→ READING TEXT
★ ★ ★ ★

It broke my heart to read his note, and understand the
depths of the despair
he felt. And it made me sad too, simply in that I was
looking forward to his
company around the ranch. I am still living there alone, and
it gets very
lonely sometimes, even though I also enjoy the solitude. And
just the fact
that he baled out after promising to help with the project,
that hurt too,
because a lot of people have done that. I think that he
would have stayed
here if there had just been one other person here fulltime
that could have
worked with him and helped keep him company, even just
working together on
something. But pray for him though. Chris. He needs God's
touch of love in
his life soooo bad. I have not heard from him, nor has
anyone else in his
circle of friends. I don't know where he is, or even if he
is still alive. I
wonder what else I could have said that night, to keep him
from leaving, to
keep him from suicide, but I have to just let him go, and
trust that God is
taking care of him, a point that I made very strongly to him
that night
while talking. And I pray for him. I hope he is still alive.
I hope he has
responded to God's voice in his heart finally. I hope maybe
I'll hear from
him again someday....
I am speaking to a group of Hispanic Pastors tonight that
are interested in
the potential of the ranch to meet some of the Hispanic
churches of Treasure
Valley needs for retreat, conference, and campground
facilities. I am
seriously excited about that possibility, and am fasting today,
praying that
God's hand be on the meeting tonight, and that HIS will
comes out of it.
Pretty exciting really :-)
The weather is turning unseasonably cold up at the ranch
already. But even
in that, God has been showing himself faithful, taking care
of little
details so that I can still function, even though I again
have not had a
chance to adequately prepare myself or the ranch for winter
yet...
In response to prayer recently, someone donated a big 150
watt solar panel
to the ranch so that I can maybe start to function using the
computer for
all the work I do everyday, without having to buy gasoline
every day for the
generator (we could actually use several more panels as well
if you have old
ones that you are not using anymore). I have simply not had
a chance or the
time to tear the diesel generator apart yet to fix the seals
and (possibly)
bearings that have gone out in it. Praise God for that one
(the solar
panel)!
Pray I can get the diesel generator fixed too.
It has been very beautiful up here with the beginning of
fall happening.

★ ★ ★ ★

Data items
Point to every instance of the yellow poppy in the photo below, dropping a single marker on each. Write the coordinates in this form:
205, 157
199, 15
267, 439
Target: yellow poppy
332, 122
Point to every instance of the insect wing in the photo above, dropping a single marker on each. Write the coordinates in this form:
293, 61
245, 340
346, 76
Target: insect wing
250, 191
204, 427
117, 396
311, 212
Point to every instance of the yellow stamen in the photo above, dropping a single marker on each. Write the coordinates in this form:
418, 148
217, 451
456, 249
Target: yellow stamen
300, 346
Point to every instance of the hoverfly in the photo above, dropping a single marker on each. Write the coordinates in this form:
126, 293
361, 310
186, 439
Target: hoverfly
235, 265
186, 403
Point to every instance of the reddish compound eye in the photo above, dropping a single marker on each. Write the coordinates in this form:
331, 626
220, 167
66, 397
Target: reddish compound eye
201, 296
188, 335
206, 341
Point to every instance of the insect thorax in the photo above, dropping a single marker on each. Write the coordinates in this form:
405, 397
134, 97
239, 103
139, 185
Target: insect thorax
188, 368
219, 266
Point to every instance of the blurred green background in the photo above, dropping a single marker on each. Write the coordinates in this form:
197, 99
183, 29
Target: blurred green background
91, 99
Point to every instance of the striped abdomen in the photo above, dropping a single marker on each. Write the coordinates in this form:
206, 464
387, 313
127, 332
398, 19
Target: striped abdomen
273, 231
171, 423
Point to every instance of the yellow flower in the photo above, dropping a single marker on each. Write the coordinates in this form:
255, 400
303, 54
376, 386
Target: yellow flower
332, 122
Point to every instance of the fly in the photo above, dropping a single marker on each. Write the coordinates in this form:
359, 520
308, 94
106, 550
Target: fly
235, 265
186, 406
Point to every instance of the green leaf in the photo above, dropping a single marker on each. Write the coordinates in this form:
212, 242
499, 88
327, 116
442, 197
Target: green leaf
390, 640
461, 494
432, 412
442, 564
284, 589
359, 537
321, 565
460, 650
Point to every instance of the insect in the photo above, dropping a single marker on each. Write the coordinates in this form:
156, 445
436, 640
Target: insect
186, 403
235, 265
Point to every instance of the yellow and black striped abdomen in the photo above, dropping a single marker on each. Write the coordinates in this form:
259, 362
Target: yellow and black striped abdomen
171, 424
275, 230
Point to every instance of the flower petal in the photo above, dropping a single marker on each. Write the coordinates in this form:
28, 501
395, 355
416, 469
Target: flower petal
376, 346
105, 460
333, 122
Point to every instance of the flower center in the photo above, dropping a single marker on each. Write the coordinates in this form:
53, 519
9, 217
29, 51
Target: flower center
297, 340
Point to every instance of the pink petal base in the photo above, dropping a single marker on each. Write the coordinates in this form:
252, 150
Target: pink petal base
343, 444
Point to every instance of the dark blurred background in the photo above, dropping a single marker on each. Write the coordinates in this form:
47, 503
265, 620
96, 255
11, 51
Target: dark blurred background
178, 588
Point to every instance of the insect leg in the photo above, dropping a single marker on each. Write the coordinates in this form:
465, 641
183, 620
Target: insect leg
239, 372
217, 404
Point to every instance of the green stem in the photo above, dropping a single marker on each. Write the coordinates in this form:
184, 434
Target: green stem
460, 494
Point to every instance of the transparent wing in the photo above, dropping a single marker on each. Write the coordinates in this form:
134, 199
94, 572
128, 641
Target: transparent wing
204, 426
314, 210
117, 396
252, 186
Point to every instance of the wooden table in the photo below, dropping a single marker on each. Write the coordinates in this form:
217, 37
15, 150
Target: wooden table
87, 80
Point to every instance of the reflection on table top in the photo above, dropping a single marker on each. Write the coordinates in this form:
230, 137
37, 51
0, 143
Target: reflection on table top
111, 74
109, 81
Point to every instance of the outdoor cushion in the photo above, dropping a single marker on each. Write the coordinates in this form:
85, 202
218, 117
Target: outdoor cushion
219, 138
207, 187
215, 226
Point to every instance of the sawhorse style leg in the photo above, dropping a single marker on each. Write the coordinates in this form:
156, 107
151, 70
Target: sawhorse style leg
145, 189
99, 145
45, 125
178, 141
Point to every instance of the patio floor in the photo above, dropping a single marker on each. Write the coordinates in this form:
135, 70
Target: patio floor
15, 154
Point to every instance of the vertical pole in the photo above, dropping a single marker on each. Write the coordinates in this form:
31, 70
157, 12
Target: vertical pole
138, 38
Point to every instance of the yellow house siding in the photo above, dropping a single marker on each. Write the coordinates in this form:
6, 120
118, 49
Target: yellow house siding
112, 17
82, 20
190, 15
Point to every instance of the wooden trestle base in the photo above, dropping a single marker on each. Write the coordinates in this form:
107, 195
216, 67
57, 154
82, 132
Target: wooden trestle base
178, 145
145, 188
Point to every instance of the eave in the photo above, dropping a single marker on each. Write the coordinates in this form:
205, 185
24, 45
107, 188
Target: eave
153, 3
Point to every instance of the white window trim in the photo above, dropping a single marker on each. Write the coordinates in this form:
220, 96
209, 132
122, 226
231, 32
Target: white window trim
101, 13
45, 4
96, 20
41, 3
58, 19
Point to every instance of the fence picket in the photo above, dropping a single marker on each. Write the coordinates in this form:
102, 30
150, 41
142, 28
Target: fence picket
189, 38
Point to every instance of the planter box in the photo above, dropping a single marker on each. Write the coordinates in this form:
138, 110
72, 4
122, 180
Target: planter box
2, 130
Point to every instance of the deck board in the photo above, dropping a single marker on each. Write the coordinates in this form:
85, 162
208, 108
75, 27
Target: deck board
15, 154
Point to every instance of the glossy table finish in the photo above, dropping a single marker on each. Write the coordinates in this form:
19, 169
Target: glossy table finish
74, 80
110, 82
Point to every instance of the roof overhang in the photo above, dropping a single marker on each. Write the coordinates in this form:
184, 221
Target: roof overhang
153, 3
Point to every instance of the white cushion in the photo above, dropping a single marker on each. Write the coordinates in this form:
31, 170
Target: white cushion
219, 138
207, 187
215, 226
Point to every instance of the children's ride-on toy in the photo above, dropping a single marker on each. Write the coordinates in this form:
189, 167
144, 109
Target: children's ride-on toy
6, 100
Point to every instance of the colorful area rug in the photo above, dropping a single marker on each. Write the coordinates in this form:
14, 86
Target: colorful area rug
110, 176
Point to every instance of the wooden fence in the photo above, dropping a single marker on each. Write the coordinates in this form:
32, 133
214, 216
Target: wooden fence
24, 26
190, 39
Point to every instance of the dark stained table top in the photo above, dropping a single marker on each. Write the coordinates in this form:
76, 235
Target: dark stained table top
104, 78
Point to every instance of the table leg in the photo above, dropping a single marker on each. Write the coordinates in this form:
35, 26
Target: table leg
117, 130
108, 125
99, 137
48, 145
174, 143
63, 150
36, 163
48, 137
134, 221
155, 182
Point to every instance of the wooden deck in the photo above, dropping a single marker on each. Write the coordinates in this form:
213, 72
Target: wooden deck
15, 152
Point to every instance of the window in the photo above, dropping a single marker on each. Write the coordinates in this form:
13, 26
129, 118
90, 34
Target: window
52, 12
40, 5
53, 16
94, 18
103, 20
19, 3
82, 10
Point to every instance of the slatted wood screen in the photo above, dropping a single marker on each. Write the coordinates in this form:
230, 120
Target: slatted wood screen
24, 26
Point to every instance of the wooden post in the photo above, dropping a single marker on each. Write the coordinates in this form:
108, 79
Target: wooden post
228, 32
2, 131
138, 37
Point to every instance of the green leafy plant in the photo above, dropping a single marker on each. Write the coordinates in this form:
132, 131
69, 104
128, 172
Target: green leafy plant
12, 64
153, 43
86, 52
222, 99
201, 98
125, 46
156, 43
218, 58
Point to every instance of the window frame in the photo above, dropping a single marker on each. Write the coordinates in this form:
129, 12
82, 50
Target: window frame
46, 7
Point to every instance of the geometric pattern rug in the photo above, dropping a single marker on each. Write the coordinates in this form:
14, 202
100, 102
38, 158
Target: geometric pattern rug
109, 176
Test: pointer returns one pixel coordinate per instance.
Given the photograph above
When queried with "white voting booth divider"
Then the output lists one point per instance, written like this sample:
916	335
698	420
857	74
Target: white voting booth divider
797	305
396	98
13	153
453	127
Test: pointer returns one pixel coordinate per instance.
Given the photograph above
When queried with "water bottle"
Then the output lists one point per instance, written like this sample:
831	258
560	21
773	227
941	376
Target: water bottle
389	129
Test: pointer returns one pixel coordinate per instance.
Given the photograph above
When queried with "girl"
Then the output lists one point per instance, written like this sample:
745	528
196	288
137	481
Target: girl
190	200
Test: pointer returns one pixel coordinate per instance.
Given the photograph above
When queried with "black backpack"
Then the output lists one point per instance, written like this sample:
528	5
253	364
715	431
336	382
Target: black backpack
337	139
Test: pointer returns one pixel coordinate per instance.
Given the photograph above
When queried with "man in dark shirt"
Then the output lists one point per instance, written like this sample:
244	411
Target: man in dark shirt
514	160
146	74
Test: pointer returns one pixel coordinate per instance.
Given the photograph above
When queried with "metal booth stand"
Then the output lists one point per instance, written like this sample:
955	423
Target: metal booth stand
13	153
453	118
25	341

★ ★ ★ ★

→ SET TASK
Repeat word for word the stretch of the ranch update from "I am speaking" through "comes out of it.".

→ RESULT
I am speaking to a group of Hispanic Pastors tonight that
are interested in
the potential of the ranch to meet some of the Hispanic
churches of Treasure
Valley needs for retreat, conference, and campground
facilities. I am
seriously excited about that possibility, and am fasting today,
praying that
God's hand be on the meeting tonight, and that HIS will
comes out of it.